• [Excerpted passage]:
----------
I also drew a little bit of inspiration from her lyrics. Especially from the first song on the album, 'Tonight'. I knew he was the man she mentions in the lyrics, who she dedicates her song to.

{You can listen to the song, 'Tonight', if you'd like! Though, the first time I heard her music I thought I didn't like it, heh.}




I've been writing this story/book/novel/whatever it is on and off for about a year and a half now. There have been times I've set it aside, sadly frustrated at my incompetence. Even now I think it is no good, really and rather boring. Not to mention way past my youthful knowledge. I'm writing about subjects that are so difficult to pinpoint: depression, the sanctity of marriage, what it means to love someone... And, to top it off, it's narrated by a man! I'm not sure I'm sufficiently able to get into a man's brain! (Which sounds... really strange. :P)
Since most of the story is handwritten or typed on my typewriter, the narrative will break off every now and then to the anguished author (moi) typing or writing things like "OH, THIS STORY WILL NEVER BE ANY GOOD." With notes under that saying things such as, "Ignore the author, please. She is crazed." (As you can see, writing with me is a rather schizophrenic affair!)
But even as I am wracked with insecurities, I have, for the most part, greatly enjoyed writing this story. It is nowhere near being done but originally it was just supposed to be a short story!
I know nothing will probably ever come of it. But I've loved telling their story and I guess that's all that matters. :)
----------
• [What is needed]:
Retype the post about writing the story above, from "Since most of" up to and including "that matters. :)".

• [Stored data]:
----------
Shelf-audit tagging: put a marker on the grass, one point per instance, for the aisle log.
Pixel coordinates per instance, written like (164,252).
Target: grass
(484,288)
----------
• [The solution]:
Since most of the story is handwritten or typed on my typewriter, the narrative will break off every now and then to the anguished author (moi) typing or writing things like "OH, THIS STORY WILL NEVER BE ANY GOOD." With notes under that saying things such as, "Ignore the author, please. She is crazed." (As you can see, writing with me is a rather schizophrenic affair!)
But even as I am wracked with insecurities, I have, for the most part, greatly enjoyed writing this story. It is nowhere near being done but originally it was just supposed to be a short story!
I know nothing will probably ever come of it. But I've loved telling their story and I guess that's all that matters. :)